In seiner Sitzung am 18. Februar 2021 hat der rat endlich wieder einen kleinen Schritt in Sachen Klimaschutzkonzept für die Jahre bis 2030 gemacht. in der Debatte wurde trotzdem  deutlich, dass kaum jemand den Ernst der Lage begreifen will. Leider gehört an erster Stelle auch Oberbürgermeister Dr. Jörg Nigge dazu, dem es anscheinend nicht in den Kopf will, dass es bei der Jahrhundertaufgabe des Kampfes gegen die Erderwärmung nicht darum geht, Raucher*innen davon zu überzeugen, dass sie ihre Kippen bitte nicht sorglos im Straßenraum "entsorgen" (was er attsächlich als ernst gemeintes Argument für die Anstrenungen der Stadt ins Feld führte).
■ ■ ■ ■ ■ ■ ■
### Gestellte Aufgabe 1
Extrahieren Sie aus den Datensätzen jede Zeile, in der das Wort "mown" vorkommt.

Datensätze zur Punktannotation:
■ ■ ■ ■ ■ ■ ■
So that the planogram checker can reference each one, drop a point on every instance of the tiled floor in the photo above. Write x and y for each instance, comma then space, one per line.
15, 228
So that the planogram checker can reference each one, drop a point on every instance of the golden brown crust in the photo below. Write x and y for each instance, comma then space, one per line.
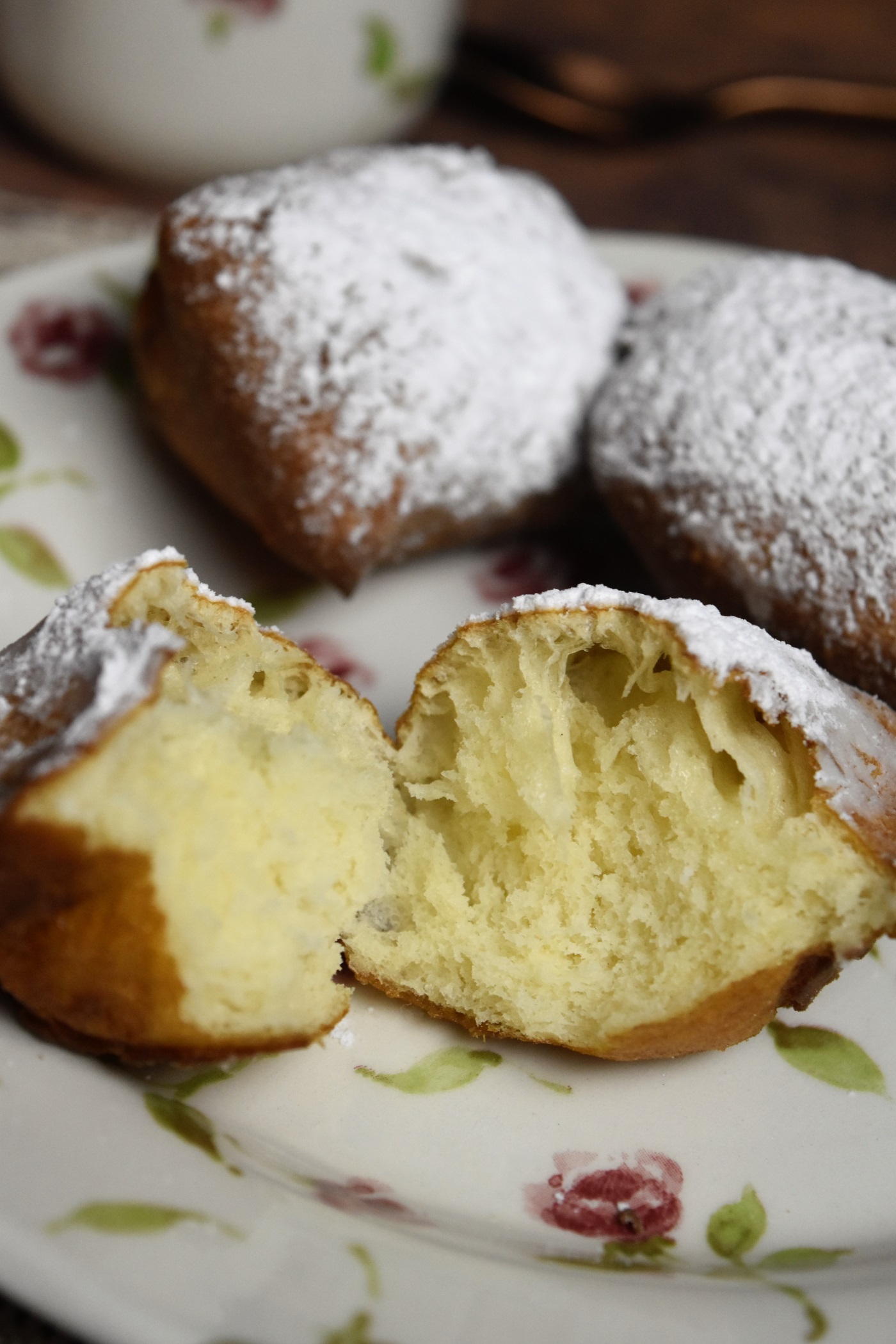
184, 354
723, 1019
864, 656
84, 952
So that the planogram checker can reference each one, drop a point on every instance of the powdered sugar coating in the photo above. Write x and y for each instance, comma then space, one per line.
72, 678
453, 317
853, 746
758, 404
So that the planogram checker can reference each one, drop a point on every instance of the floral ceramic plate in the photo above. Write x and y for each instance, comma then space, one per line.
403, 1183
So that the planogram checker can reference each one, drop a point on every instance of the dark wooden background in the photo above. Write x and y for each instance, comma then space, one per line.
816, 187
810, 186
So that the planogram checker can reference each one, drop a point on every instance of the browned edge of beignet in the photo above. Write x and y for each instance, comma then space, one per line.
83, 938
864, 656
724, 1019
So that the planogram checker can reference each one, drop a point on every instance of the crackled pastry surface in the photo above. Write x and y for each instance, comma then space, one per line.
748, 442
634, 828
376, 351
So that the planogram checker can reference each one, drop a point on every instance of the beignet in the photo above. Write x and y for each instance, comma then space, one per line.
634, 828
746, 442
376, 353
190, 815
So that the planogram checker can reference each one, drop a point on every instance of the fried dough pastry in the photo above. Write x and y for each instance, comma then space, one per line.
746, 442
634, 828
190, 815
376, 353
629, 827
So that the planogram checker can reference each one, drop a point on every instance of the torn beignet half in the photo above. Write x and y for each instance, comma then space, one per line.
190, 816
634, 828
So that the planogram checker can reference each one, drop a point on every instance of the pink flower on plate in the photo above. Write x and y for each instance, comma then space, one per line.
640, 291
523, 569
332, 656
629, 1203
364, 1197
69, 342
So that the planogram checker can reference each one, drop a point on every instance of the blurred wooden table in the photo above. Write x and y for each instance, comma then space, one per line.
816, 187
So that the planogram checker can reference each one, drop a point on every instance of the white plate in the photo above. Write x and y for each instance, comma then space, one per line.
369, 1212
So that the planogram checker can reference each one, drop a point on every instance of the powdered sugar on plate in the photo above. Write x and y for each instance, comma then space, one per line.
845, 726
452, 316
758, 402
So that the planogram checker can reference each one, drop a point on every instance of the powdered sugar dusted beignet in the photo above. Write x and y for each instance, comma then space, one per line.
634, 828
376, 353
190, 816
748, 444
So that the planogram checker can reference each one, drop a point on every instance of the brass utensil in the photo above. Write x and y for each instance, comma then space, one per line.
583, 93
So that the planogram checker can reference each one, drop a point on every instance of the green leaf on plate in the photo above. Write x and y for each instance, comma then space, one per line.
24, 552
414, 84
382, 47
216, 1074
648, 1257
10, 448
440, 1071
369, 1265
356, 1331
816, 1319
120, 369
131, 1219
735, 1229
829, 1057
801, 1257
546, 1082
220, 24
70, 475
184, 1121
123, 296
276, 607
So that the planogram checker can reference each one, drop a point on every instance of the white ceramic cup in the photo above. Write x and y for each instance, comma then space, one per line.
180, 90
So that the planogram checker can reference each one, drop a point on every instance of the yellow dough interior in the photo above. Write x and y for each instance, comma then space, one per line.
598, 838
259, 787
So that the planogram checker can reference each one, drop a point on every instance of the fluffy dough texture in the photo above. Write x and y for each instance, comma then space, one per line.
376, 353
634, 828
748, 445
628, 827
191, 816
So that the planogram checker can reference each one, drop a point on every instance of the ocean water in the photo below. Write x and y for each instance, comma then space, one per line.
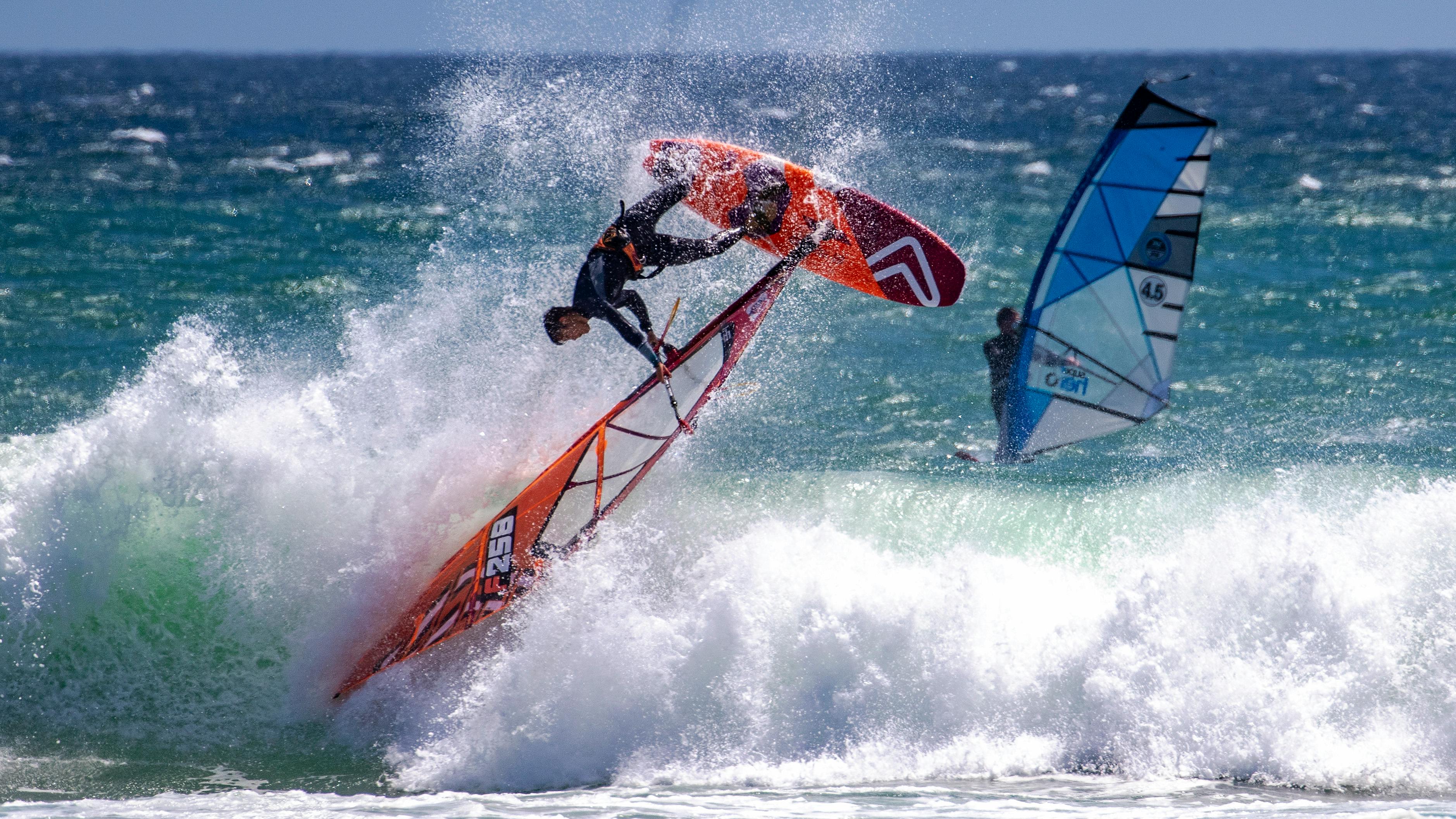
271, 346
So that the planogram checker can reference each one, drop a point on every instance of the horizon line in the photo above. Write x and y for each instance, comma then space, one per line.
468, 54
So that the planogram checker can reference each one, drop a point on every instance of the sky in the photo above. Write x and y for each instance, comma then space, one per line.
989, 27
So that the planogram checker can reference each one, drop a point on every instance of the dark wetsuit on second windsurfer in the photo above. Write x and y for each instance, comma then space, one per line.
625, 250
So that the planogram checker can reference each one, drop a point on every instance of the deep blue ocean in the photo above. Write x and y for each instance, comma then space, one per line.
271, 349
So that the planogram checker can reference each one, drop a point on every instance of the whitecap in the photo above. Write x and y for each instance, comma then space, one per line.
324, 159
140, 134
267, 164
994, 146
1068, 91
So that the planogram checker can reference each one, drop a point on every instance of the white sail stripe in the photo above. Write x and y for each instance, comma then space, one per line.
1180, 205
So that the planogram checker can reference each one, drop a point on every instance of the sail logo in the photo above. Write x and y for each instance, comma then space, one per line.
1156, 250
1071, 379
1154, 291
498, 548
931, 293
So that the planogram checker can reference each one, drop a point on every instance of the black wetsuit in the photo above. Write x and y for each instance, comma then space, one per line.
1001, 353
600, 293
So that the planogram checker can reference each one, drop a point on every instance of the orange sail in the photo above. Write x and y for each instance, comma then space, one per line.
560, 509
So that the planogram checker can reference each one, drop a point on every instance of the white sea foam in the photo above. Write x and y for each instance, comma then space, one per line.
324, 159
265, 164
140, 134
1285, 642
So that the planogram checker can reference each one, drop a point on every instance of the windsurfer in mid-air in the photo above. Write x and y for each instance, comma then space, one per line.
632, 244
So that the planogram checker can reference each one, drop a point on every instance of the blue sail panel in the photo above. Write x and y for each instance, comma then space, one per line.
1107, 302
1152, 158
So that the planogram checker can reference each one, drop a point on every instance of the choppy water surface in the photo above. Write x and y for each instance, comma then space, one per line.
271, 346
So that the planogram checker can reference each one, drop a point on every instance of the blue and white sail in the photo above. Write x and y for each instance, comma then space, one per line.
1101, 321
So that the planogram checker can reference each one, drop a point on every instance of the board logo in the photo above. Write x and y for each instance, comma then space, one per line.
931, 293
498, 548
1156, 250
1154, 291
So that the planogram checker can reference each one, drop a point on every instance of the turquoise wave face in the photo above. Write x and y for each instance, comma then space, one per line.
276, 350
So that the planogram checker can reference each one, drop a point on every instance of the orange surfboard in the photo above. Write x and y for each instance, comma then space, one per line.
884, 253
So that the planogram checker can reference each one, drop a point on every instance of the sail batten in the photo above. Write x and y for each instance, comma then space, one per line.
1103, 317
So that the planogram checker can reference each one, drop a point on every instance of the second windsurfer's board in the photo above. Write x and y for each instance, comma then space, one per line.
884, 253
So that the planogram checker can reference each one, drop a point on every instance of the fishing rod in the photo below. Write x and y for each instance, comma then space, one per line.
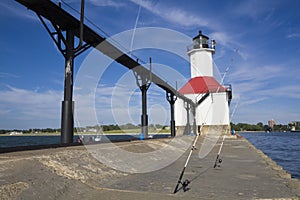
218, 160
187, 182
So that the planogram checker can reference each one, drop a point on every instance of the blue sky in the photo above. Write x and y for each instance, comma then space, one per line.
259, 40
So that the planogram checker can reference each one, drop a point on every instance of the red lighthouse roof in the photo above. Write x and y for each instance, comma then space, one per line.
202, 84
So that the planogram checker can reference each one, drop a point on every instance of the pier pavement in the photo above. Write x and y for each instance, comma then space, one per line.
71, 173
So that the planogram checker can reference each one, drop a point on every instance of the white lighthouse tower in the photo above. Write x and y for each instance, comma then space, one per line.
211, 97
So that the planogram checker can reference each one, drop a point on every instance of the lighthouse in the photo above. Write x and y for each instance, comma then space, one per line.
212, 99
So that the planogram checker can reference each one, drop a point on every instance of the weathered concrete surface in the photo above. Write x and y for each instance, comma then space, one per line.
72, 173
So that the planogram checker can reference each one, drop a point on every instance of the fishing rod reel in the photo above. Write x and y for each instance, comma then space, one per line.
185, 185
218, 162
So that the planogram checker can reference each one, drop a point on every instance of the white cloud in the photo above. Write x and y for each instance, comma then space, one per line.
33, 108
172, 14
9, 8
8, 75
108, 3
293, 35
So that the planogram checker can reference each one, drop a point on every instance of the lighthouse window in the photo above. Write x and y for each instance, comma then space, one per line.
197, 41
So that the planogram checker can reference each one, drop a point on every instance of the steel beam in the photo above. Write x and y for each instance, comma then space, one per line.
143, 82
171, 99
67, 120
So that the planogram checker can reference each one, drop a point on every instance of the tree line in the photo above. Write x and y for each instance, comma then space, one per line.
237, 127
260, 127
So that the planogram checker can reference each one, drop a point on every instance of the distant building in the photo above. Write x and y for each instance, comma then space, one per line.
295, 126
271, 123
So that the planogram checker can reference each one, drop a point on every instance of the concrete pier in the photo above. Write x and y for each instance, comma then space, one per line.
72, 173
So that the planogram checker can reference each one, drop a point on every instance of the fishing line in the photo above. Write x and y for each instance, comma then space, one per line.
219, 160
134, 29
187, 182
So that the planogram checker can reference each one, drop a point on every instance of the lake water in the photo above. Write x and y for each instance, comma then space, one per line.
283, 148
23, 140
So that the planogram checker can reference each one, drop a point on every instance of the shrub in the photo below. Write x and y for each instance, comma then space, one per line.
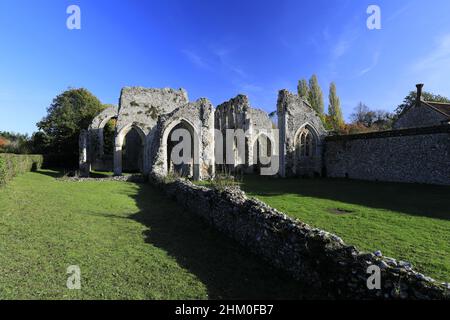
224, 180
13, 164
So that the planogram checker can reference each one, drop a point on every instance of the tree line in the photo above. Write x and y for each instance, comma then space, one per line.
363, 119
74, 110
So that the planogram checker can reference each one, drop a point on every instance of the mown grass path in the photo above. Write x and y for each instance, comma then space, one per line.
405, 221
129, 241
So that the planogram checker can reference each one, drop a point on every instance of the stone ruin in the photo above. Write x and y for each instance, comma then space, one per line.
298, 145
146, 118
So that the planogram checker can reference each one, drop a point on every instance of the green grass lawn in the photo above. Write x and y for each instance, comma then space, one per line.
129, 241
405, 221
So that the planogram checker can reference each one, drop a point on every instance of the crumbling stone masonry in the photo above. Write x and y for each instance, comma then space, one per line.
146, 117
301, 136
237, 114
152, 114
419, 155
314, 256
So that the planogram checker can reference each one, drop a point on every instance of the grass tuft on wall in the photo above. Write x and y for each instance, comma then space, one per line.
12, 165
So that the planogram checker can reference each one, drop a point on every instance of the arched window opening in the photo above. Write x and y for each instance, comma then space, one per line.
306, 143
109, 131
186, 168
262, 153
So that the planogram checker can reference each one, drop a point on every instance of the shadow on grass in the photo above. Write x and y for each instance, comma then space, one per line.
415, 199
223, 266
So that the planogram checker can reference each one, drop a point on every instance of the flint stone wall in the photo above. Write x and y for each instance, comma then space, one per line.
420, 155
419, 116
311, 255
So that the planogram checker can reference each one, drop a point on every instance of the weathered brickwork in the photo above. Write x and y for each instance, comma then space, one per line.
295, 117
237, 114
419, 155
314, 256
419, 116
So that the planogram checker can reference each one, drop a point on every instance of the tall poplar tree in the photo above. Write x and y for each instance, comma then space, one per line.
334, 108
316, 95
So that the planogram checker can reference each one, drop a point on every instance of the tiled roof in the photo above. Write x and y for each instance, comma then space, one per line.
443, 108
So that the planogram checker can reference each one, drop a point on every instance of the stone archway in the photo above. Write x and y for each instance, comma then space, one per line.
263, 150
306, 150
189, 165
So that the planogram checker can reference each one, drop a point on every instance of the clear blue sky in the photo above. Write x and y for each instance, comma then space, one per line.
217, 49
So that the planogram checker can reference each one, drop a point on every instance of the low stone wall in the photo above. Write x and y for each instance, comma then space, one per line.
420, 155
311, 255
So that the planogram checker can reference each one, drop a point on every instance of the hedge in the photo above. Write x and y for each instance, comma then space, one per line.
13, 164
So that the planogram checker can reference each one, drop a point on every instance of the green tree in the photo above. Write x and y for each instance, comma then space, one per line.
316, 95
334, 108
410, 100
70, 112
303, 89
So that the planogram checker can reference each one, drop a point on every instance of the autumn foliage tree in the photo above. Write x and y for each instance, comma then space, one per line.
70, 112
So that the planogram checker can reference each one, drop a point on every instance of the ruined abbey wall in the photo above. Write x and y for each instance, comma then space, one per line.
420, 155
316, 257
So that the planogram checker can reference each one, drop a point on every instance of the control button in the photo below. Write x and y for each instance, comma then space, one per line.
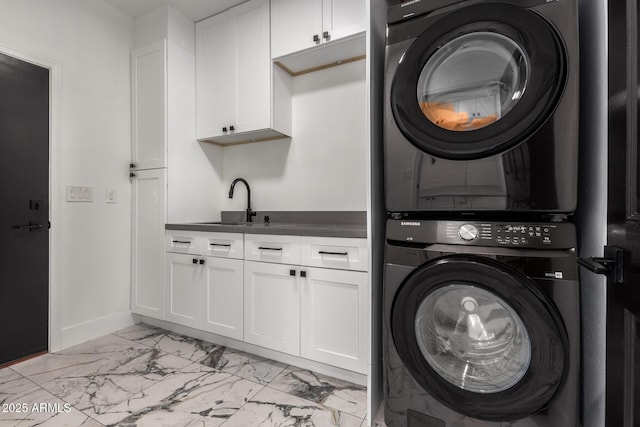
468, 232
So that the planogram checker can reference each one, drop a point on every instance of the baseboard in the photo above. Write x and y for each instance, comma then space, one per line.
81, 332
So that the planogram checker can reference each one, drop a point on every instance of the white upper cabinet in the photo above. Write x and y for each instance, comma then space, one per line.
215, 75
342, 18
311, 34
149, 106
296, 25
241, 96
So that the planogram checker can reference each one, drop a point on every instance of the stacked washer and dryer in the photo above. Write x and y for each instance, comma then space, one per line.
481, 294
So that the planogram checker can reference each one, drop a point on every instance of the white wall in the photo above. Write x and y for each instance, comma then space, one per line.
90, 42
324, 165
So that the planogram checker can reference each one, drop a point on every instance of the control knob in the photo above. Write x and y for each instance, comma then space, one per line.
468, 232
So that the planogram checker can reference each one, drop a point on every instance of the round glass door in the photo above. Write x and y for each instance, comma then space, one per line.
478, 81
472, 81
480, 337
472, 338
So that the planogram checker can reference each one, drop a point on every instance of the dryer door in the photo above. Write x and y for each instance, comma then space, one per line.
480, 337
478, 81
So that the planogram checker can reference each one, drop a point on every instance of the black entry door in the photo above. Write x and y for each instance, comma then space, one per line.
24, 186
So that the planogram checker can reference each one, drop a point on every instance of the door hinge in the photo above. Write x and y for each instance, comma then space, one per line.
611, 264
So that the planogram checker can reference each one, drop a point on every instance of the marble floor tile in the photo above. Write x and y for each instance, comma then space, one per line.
179, 345
146, 376
328, 391
94, 357
245, 365
23, 403
199, 395
275, 408
139, 331
96, 394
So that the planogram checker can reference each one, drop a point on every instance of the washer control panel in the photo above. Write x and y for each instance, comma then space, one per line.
495, 234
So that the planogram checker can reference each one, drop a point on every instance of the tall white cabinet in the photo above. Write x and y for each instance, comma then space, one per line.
166, 158
149, 106
148, 192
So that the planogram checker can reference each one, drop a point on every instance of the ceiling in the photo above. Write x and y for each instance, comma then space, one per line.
193, 9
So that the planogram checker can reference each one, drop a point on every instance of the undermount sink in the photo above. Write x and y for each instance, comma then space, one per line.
225, 223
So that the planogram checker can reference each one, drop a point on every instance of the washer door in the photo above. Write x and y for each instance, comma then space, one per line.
478, 81
480, 337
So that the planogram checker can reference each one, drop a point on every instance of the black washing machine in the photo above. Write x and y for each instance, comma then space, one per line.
481, 106
481, 325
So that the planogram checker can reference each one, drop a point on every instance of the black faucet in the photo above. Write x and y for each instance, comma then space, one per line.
250, 213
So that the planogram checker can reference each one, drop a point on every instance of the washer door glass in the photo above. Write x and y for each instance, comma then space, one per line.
480, 337
472, 81
472, 338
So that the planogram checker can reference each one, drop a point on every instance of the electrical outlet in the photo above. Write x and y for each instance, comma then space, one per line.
79, 194
110, 195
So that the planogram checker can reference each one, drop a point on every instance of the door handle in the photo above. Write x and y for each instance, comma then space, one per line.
611, 265
30, 227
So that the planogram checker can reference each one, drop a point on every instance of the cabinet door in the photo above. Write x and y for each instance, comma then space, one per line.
334, 318
223, 301
272, 306
184, 289
215, 74
252, 108
294, 23
149, 106
342, 18
149, 213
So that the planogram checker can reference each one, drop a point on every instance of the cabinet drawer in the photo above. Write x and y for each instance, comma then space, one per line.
184, 242
272, 248
335, 252
224, 245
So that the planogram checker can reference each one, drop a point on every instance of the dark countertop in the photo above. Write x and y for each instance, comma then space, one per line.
297, 224
320, 230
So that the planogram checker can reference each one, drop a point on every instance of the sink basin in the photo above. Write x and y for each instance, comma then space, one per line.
225, 223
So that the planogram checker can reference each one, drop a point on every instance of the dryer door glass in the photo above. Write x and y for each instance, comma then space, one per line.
472, 81
478, 81
472, 338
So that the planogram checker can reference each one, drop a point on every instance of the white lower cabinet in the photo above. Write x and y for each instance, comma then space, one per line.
223, 299
272, 306
183, 289
333, 317
317, 313
204, 281
307, 297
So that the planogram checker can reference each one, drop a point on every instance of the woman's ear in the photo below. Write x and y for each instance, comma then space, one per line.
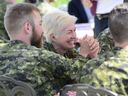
■ ■ ■ ■ ■ ■ ■
### Gestellte Aufgabe 2
Geben Sie aus dem Text zum Klimaschutzkonzept den Abschnitt unverändert aus, der mit den Worten "In seiner Sitzung" beginnt und nach "ins Feld führte)." endet.

### Antwort 1
So that the planogram checker can reference each one, drop a point on every instance of the mown grass path in the photo above. Write x and y for each instance, comma then space, one per line.

### Antwort 2
In seiner Sitzung am 18. Februar 2021 hat der rat endlich wieder einen kleinen Schritt in Sachen Klimaschutzkonzept für die Jahre bis 2030 gemacht. in der Debatte wurde trotzdem  deutlich, dass kaum jemand den Ernst der Lage begreifen will. Leider gehört an erster Stelle auch Oberbürgermeister Dr. Jörg Nigge dazu, dem es anscheinend nicht in den Kopf will, dass es bei der Jahrhundertaufgabe des Kampfes gegen die Erderwärmung nicht darum geht, Raucher*innen davon zu überzeugen, dass sie ihre Kippen bitte nicht sorglos im Straßenraum "entsorgen" (was er attsächlich als ernst gemeintes Argument für die Anstrenungen der Stadt ins Feld führte).